▸ PROVIDED PASSAGE
>>>>

By JIM HALEY
EVERETT – By the looks of it, south Everett had its own free landfill for five years where people dumped construction debris, rusted kitchen appliances and hazardous waste.
Now that dumping station is closed. Goodwill didn’t want to put up with it anymore.
This month, Goodwill closed its south Everett donation station next to Top Foods near the Everett Mall. Now people who want to give clothes, furniture and other useful items have to drive to Marysville or Shoreline.
Goodwill has donation stations and thrift stores throughout Puget Sound, but south Everett Goodwill "had a terrible problem with garbage," Goodwill spokeswoman Alice Braverman said.
"It was so costly with us disposing of the garbage we could no longer afford to run it," she said.
An attendant was on duty during the daytime hours to accept and screen materials, but the worst of the stuff came in midnight dumping – people too lazy or too cheap to dispose of garbage in the proper way, officials said.
Old roofing shingles, paint, used motor oil and bags of yard clippings were common, Braverman said.
The garbage dumped there cost Goodwill thousands of dollars for proper disposal. Goodwill would rather spend that money on the adult education and employment training programs that it offers, officials said.
Goodwill, Volunteers of America, the Salvation Army and other organizations insist they appreciate donations. Braverman said she’s sorry for any inconvenience from the July 10 closure of the south Everett station, but "it was no longer economically feasible to keep that one open."
The organization is looking for another store site in Everett that will be suitable for having an Everett donation station. The store downtown doesn’t have donation drops.

<<<<

Reproduce the passage from the article on the closing of Goodwill's south Everett donation station between "By JIM HALEY" and "Marysville or Shoreline.", inclusive.

▸ MATERIAL PROVIDED

>>>>

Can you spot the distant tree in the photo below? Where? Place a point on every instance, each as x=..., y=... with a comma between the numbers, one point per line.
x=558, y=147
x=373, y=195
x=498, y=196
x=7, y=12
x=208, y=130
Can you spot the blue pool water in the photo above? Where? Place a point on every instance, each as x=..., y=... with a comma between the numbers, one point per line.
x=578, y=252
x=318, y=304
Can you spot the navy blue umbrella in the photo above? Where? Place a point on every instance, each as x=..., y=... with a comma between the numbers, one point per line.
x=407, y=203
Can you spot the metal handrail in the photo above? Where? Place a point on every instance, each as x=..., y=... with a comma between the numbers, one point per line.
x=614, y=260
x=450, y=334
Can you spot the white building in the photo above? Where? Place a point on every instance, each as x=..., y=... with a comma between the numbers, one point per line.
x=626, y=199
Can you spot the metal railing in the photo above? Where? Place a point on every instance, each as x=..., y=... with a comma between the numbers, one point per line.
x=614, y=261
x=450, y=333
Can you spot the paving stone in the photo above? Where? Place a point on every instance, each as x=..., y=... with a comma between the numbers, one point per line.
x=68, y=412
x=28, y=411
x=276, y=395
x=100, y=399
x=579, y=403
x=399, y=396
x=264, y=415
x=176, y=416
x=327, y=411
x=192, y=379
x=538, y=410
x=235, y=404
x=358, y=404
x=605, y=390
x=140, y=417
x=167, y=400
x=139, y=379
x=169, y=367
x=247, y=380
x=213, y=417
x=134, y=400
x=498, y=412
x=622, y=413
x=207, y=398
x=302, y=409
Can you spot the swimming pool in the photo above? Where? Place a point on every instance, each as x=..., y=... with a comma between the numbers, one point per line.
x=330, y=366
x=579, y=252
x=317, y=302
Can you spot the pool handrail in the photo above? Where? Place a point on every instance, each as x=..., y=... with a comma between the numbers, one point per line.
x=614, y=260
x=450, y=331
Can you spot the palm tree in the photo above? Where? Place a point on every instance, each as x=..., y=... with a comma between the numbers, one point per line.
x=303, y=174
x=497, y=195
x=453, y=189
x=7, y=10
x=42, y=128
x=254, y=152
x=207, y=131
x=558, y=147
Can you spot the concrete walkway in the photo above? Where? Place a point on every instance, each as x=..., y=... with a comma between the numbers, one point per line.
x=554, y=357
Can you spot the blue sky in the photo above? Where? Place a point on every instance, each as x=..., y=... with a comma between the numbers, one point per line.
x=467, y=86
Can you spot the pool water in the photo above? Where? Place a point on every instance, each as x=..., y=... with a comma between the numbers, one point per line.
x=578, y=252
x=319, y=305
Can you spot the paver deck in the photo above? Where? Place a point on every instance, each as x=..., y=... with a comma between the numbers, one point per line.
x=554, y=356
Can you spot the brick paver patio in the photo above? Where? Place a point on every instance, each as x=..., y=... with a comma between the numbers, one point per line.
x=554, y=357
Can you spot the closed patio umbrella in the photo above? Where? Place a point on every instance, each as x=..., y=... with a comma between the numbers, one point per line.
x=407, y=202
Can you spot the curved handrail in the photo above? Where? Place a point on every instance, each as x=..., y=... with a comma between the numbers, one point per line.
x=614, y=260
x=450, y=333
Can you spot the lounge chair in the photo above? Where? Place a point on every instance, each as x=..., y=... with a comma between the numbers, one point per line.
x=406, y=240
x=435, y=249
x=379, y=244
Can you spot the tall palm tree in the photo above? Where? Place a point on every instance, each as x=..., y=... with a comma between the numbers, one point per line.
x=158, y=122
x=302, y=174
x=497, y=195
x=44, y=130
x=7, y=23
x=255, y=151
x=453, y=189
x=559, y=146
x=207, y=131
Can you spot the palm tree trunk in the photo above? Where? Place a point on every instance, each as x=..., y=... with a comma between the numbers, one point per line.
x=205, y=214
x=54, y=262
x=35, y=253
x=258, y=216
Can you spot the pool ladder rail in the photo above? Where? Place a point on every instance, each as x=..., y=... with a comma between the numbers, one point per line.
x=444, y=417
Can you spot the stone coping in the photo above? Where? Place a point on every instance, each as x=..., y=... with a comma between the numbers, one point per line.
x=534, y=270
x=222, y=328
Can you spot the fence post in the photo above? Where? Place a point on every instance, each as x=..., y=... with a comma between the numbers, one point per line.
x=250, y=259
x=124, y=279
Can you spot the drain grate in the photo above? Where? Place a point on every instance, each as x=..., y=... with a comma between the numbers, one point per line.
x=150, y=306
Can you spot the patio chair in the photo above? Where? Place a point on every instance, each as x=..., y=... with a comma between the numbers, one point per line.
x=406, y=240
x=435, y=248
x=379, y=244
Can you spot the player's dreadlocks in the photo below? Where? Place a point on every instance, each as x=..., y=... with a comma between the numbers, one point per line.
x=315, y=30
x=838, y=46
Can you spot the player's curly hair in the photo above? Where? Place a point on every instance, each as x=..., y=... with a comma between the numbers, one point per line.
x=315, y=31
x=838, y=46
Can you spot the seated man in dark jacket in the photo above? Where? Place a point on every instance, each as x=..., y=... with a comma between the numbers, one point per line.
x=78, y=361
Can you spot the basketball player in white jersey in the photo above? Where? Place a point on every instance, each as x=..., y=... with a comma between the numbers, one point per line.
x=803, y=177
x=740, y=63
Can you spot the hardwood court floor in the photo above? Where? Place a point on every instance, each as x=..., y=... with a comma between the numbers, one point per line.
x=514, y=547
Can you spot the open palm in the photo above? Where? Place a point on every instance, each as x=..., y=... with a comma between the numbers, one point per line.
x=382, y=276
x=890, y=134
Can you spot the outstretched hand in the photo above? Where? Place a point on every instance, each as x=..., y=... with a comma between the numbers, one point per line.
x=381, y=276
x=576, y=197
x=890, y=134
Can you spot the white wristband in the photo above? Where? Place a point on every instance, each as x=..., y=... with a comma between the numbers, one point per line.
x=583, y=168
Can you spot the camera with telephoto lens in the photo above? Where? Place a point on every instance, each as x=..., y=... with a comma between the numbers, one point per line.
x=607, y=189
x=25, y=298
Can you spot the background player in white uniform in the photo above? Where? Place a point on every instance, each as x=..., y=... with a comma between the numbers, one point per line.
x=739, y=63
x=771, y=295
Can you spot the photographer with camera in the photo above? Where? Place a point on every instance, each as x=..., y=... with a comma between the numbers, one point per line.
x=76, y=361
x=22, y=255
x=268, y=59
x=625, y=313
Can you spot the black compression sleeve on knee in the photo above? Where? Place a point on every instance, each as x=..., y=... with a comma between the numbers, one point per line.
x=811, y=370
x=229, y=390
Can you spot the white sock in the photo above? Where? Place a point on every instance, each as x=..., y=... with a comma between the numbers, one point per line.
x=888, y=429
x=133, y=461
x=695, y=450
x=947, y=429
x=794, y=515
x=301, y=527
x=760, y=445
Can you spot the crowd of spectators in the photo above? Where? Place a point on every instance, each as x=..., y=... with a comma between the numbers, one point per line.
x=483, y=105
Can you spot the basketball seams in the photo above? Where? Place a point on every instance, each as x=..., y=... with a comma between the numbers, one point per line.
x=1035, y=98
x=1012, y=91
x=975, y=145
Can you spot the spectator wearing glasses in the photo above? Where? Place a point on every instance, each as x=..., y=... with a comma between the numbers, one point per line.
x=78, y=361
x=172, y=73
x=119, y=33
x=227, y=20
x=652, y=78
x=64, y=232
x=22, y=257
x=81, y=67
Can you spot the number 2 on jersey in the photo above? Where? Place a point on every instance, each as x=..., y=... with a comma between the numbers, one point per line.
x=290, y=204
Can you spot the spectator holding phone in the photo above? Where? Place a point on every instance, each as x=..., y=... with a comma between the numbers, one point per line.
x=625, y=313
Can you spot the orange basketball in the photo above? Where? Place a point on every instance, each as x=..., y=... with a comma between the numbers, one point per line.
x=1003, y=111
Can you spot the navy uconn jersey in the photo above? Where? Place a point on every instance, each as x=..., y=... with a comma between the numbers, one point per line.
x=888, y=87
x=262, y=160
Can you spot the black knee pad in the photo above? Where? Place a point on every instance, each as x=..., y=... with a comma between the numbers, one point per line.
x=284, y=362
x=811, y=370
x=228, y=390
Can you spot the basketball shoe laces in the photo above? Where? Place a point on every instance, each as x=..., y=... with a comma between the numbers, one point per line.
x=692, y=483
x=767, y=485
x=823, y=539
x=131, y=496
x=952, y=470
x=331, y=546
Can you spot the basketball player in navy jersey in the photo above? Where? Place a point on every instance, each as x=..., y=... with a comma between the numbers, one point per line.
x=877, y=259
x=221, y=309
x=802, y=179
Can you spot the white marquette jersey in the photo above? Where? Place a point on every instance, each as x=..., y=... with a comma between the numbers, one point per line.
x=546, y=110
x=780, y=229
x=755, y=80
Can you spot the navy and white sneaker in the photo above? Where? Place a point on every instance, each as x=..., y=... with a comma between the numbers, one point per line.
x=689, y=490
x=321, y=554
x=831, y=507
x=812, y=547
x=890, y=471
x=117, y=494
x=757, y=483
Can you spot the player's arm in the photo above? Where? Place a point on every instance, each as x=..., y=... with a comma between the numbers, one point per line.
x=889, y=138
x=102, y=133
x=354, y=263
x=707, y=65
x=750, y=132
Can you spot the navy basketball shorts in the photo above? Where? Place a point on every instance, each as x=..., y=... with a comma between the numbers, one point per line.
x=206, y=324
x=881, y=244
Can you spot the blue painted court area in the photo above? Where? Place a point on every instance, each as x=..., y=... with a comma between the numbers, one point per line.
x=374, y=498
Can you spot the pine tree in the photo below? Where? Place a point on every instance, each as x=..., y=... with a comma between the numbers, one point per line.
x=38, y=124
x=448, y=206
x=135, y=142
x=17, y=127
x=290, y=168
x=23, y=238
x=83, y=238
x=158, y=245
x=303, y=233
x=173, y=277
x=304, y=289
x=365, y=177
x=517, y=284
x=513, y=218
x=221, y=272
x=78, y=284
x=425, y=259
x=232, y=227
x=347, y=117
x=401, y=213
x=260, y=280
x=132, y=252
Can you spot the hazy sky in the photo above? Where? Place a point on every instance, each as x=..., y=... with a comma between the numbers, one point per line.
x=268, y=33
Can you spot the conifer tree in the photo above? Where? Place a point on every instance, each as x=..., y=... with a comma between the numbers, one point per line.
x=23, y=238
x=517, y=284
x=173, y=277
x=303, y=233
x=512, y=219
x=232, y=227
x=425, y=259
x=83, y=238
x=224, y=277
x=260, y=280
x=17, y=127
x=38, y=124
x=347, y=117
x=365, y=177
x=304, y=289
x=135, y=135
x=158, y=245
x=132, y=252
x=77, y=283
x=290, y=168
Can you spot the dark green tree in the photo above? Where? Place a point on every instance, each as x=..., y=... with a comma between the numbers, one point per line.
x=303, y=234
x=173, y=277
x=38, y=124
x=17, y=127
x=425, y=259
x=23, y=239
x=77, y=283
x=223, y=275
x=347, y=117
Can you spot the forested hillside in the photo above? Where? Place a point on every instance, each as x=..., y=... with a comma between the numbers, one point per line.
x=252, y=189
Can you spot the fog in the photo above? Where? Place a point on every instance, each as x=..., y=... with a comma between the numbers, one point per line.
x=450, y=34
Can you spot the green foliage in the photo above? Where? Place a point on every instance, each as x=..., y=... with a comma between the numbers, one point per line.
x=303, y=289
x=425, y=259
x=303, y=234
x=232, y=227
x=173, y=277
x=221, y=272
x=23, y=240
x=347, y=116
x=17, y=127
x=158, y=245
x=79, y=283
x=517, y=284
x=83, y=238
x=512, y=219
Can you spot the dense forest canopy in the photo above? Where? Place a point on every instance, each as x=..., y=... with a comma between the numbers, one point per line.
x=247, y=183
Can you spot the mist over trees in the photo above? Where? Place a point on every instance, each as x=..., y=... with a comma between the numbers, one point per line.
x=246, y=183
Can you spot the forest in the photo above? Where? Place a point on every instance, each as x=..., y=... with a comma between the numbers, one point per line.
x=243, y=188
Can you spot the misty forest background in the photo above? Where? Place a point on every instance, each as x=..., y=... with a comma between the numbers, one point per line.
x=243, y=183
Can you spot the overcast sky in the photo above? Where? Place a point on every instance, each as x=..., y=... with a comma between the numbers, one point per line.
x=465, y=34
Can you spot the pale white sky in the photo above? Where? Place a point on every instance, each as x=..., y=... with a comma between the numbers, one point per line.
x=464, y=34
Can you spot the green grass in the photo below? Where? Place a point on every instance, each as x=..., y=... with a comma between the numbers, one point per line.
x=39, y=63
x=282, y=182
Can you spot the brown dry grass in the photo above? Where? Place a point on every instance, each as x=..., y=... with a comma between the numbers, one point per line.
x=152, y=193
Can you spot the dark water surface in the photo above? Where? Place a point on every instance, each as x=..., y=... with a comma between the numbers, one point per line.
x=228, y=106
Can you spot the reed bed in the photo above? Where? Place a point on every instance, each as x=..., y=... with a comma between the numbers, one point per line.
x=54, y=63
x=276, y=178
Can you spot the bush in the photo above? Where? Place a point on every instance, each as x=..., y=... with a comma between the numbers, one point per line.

<<<<

▸ EXERCISE ANSWER
By JIM HALEY
EVERETT – By the looks of it, south Everett had its own free landfill for five years where people dumped construction debris, rusted kitchen appliances and hazardous waste.
Now that dumping station is closed. Goodwill didn’t want to put up with it anymore.
This month, Goodwill closed its south Everett donation station next to Top Foods near the Everett Mall. Now people who want to give clothes, furniture and other useful items have to drive to Marysville or Shoreline.